(Labeled contour rows)
(begin)
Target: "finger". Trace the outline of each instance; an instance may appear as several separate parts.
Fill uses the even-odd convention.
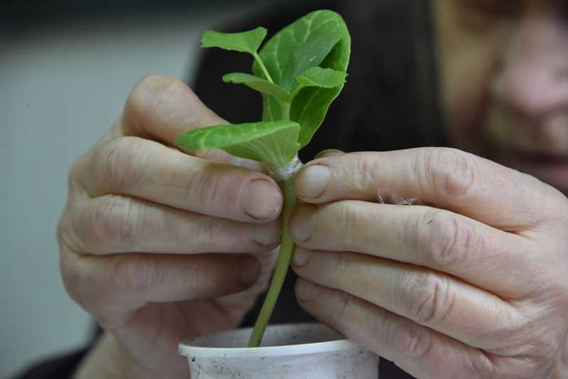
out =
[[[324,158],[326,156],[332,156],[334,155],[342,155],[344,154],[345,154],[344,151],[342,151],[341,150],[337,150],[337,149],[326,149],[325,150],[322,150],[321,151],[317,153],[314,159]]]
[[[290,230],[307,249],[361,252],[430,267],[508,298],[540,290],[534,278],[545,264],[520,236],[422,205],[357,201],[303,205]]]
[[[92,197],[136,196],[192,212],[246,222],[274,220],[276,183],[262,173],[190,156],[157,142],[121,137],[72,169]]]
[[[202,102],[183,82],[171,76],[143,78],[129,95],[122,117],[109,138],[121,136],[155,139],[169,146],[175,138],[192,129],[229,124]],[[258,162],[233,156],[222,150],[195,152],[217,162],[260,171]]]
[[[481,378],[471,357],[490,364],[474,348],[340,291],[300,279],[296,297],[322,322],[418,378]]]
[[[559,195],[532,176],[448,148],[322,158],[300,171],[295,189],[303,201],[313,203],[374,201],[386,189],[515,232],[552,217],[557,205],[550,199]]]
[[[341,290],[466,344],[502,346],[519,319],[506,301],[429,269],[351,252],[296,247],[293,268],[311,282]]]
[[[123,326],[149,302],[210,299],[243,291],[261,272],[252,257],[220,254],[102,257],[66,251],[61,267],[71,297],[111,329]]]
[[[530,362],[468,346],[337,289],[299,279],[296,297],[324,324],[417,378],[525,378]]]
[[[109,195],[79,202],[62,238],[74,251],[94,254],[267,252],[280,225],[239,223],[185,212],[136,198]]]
(end)
(begin)
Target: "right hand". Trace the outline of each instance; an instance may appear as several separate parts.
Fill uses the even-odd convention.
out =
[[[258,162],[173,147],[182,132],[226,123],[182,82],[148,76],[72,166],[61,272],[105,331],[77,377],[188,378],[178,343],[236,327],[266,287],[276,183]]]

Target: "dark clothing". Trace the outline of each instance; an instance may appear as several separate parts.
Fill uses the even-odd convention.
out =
(end)
Which rows contain the word "appear" when case counts? Extract each of those rows in full.

Target: "finger". Trace the outline of each instance; an instance may appear as several separate parts.
Target: "right hand". Trace the outline of each instance; an instance may appear as several separate parts.
Target: "dark clothing". Trace the outline of each instance; an instance may appear as several separate parts.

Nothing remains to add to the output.